- _Goal_
Repeat every one of the following lines word for word, changing nothing.
┄┄┄┄┄┄┄┄┄┄
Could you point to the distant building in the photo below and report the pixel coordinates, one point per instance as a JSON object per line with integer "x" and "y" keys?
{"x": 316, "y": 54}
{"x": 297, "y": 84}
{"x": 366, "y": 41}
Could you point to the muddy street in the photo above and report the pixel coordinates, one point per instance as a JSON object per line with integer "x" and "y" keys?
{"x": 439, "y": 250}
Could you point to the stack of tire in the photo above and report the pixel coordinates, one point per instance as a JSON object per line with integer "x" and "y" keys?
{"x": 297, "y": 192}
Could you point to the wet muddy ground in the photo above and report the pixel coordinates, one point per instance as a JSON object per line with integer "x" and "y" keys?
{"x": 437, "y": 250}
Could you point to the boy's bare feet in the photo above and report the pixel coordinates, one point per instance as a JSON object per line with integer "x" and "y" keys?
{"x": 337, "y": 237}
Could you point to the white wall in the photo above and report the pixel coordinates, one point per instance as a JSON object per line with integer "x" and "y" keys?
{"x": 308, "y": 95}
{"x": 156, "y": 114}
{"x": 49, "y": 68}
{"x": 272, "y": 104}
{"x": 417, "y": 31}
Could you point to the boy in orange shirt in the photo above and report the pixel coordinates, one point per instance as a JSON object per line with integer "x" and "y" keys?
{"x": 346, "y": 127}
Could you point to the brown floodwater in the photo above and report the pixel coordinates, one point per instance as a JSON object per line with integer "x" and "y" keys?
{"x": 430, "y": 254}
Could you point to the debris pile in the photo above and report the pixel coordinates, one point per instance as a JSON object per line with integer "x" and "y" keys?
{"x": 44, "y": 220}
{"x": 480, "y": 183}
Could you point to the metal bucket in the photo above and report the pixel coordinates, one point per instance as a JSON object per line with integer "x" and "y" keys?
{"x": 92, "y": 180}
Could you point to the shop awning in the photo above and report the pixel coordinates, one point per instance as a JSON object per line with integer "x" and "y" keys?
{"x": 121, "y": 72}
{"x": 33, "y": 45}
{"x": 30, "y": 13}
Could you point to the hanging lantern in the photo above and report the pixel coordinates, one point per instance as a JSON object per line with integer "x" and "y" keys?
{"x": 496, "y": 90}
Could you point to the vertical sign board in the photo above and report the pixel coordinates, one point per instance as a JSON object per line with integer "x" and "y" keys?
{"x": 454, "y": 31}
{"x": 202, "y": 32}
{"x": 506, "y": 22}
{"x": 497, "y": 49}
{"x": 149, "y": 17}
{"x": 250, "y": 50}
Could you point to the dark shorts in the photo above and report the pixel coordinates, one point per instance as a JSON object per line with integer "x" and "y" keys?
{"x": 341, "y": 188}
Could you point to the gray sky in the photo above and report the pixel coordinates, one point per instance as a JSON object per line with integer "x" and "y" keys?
┄┄┄┄┄┄┄┄┄┄
- _Answer for the task_
Could you point to the distant building in the photo below and report the pixel coordinates, one point per instance as a JSON object per line with integer "x" and "y" keys?
{"x": 316, "y": 54}
{"x": 297, "y": 84}
{"x": 366, "y": 41}
Could you point to the muddy street in the photo above and report the pixel coordinates, one point per instance as a JSON object per line with integer "x" and "y" keys?
{"x": 439, "y": 250}
Could you point to the stack of tire in the photo above and report the pixel coordinates, one point per instance as a JSON object per line with integer "x" and "y" keys?
{"x": 297, "y": 192}
Could you point to the wet muddy ground in the photo above and report the pixel coordinates, one point per instance as a JSON object per line with integer "x" and "y" keys?
{"x": 437, "y": 250}
Could you point to the boy's bare feet in the photo above and report the pixel coordinates, one point per instance as a JSON object per line with integer "x" and "y" keys?
{"x": 337, "y": 237}
Could you point to the white wall in the photo above and report the pixel coordinates, one point per instance as a JSON object per line with integer "x" and "y" keys?
{"x": 308, "y": 95}
{"x": 156, "y": 114}
{"x": 49, "y": 68}
{"x": 272, "y": 104}
{"x": 417, "y": 31}
Could you point to the boy in orange shirt in the photo above and report the pixel coordinates, one point per instance as a JSON object per line with integer "x" and "y" keys?
{"x": 346, "y": 127}
Could you point to the brown floodwater in the photo above and report the pixel coordinates, one point per instance as a JSON object per line with integer "x" and "y" keys?
{"x": 430, "y": 254}
Could you point to the debris pile in the photo above and report the pixel coordinates, one point per instance as a JSON object per line with integer "x" and "y" keys?
{"x": 44, "y": 220}
{"x": 480, "y": 183}
Could you point to the metal bucket in the photo above and report the pixel coordinates, one point per instance as a JSON object per line with integer "x" and "y" keys?
{"x": 92, "y": 180}
Could you point to the shop awning in the photo above and report the pixel coordinates, one point per instance as a JSON object per line with integer "x" and "y" keys?
{"x": 121, "y": 72}
{"x": 33, "y": 45}
{"x": 30, "y": 13}
Could you point to the hanging lantern in the photo above and report the pixel coordinates, one point per instance as a JSON object per line with integer "x" and "y" keys?
{"x": 496, "y": 90}
Could you point to the vertical sign board in the photo above and report the pixel coordinates, one point per instance as a JSON object per line with integer "x" and "y" keys?
{"x": 454, "y": 31}
{"x": 202, "y": 32}
{"x": 506, "y": 22}
{"x": 497, "y": 49}
{"x": 149, "y": 17}
{"x": 250, "y": 50}
Could you point to the dark shorts in the photo above and report the pixel coordinates, one point per instance as a JSON object per line with integer "x" and "y" keys?
{"x": 341, "y": 188}
Could you point to the gray sky in the photo above and report the pixel coordinates, one point per instance as a JSON object per line with integer "x" and "y" keys?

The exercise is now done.